EXERCISE INSTRUCTIONS – Reproduce the listing below, replacing every occurrence of "screen reader" with "text-to-speech tool" and leaving all other text as it is.

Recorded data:
---------------

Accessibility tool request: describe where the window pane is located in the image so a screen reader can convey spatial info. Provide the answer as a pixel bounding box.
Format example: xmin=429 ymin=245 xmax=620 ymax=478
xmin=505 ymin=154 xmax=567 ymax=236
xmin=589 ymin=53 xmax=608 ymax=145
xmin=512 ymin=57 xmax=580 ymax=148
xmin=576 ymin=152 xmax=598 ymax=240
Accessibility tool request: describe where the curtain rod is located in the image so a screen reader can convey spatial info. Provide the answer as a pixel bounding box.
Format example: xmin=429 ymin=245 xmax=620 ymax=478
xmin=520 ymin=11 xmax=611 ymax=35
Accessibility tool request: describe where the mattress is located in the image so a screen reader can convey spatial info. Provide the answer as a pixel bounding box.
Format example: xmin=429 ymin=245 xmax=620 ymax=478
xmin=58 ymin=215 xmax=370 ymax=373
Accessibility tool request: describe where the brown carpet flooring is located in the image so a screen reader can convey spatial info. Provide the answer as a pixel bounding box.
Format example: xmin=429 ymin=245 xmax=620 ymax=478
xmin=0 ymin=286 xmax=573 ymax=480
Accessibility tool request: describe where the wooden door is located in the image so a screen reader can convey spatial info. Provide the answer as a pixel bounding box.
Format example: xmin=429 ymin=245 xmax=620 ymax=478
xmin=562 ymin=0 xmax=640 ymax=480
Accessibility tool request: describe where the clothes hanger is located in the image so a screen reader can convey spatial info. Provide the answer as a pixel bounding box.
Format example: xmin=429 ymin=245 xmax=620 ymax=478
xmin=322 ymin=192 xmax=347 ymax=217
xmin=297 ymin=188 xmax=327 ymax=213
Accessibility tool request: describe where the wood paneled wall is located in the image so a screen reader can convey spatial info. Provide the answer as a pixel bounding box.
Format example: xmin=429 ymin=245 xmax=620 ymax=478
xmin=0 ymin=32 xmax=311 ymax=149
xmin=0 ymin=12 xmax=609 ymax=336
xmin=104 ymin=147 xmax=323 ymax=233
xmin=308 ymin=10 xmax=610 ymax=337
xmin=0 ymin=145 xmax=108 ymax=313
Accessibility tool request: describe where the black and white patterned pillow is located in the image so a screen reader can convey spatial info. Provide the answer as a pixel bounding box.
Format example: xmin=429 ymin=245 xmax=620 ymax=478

---------------

RESULT OF THE EXERCISE –
Accessibility tool request: describe where the window pane is located in the image so a text-to-speech tool can convey spatial info. Provide the answer as a pixel bounding box.
Format example: xmin=429 ymin=245 xmax=620 ymax=478
xmin=505 ymin=154 xmax=567 ymax=236
xmin=589 ymin=53 xmax=608 ymax=145
xmin=512 ymin=57 xmax=580 ymax=148
xmin=576 ymin=152 xmax=598 ymax=240
Accessibility tool request: describe where the curtain rod is located in the image so a text-to-speech tool can convey spatial info. Provide the answer as a pixel bounding box.
Format example: xmin=429 ymin=245 xmax=620 ymax=478
xmin=520 ymin=11 xmax=611 ymax=35
Accessibility tool request: describe where the mattress is located in the image so a text-to-speech tool can convey spatial info. Provide the answer as a pixel bounding box.
Format example: xmin=429 ymin=245 xmax=620 ymax=478
xmin=58 ymin=215 xmax=370 ymax=373
Accessibility tool request: describe where the brown carpet flooring is located in the image so a text-to-speech tool can convey spatial info. Provide the answer as a pixel bounding box.
Format example: xmin=429 ymin=245 xmax=620 ymax=478
xmin=0 ymin=286 xmax=573 ymax=480
Accessibility tool request: describe where the wooden door is located in the image so a text-to-speech tool can convey spatial info. Provide the answer as a pixel bounding box.
Format example: xmin=429 ymin=245 xmax=620 ymax=478
xmin=562 ymin=0 xmax=640 ymax=480
Accessibility tool request: describe where the clothes hanger is located in the image so a text-to-speech tool can convey spatial info. Provide the answer as a pixel bounding box.
Format example: xmin=429 ymin=245 xmax=620 ymax=478
xmin=322 ymin=192 xmax=347 ymax=217
xmin=297 ymin=188 xmax=327 ymax=213
Accessibility tool request: describe where the wood paneled wall is located in the image so a text-to-speech tool can convey spatial info. Provide the answer as a pixel bounding box.
Format example: xmin=429 ymin=245 xmax=620 ymax=478
xmin=0 ymin=32 xmax=311 ymax=149
xmin=0 ymin=12 xmax=609 ymax=336
xmin=104 ymin=147 xmax=323 ymax=233
xmin=308 ymin=10 xmax=610 ymax=337
xmin=0 ymin=145 xmax=108 ymax=313
Accessibility tool request: describe where the black and white patterned pillow is located in the image so a text-to-speech tool can convey spatial info. Provide the answer as a pixel bounding box.
Format example: xmin=429 ymin=245 xmax=620 ymax=478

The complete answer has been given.